--- Excerpted passage ---

Parse output can be formated with `.as`, it will apply to the parser or group where inserted. `.as` will accept an output transformer function.

Output transformations can stack up.

## .join

`.join()` and `.join(«sep»)` are shortcuts for `.as(mappend)` and `.as(o=>o.join(«sep»))`

Parsers can group by nesting ex: `x.then( y.then(z).join() )`, here the `join` will only apply to the (y.z) results.

TODO: this (grouping) is not fully generalized yet

## .group

Put the result inside a list (same as `as(o=>[o])`)

## .verify

`.verify(func,msg)` function `func` will receive the parse group result (list) and should return `true` if approved or `false` to resume in error with message `msg`.

## .post

`.post(f)` post-processing the result, this is still a static parser definition. Function `f` return will replace the previous result.

## .failMsg

`.onFailMsg(msg)` provides a message for a failing parser

## .parse

`.parse("...")` can be used to quick feed a string to any parser.

--- Data rows ---

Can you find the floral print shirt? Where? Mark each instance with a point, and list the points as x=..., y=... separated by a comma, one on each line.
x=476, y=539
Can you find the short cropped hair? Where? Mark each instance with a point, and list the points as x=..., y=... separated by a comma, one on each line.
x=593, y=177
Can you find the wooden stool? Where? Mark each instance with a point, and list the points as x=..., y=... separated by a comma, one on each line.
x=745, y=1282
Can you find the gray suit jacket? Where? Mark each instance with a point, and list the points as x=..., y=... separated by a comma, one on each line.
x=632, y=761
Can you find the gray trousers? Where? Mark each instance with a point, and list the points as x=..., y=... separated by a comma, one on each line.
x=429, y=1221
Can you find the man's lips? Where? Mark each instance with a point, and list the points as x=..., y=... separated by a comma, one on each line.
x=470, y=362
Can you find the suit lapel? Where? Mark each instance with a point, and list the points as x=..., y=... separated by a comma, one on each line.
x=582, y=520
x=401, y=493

---

Written tasks:
a – Copy the part of the parser documentation from "Parse output can" to "can stack up.".
b – In the parser documentation, why does the `join` in `x.then( y.then(z).join() )` affect only the (y.z) results? Answer in one to three sentences.

Exercise results:
a –
Parse output can be formated with `.as`, it will apply to the parser or group where inserted. `.as` will accept an output transformer function.

Output transformations can stack up.

b – Parsers form groups by nesting, and `.join()` is a shortcut for `.as`, which applies to the parser or group where it is inserted. Here `join` is attached inside the nested group `y.then(z)`, so it affects only those results and not `x`.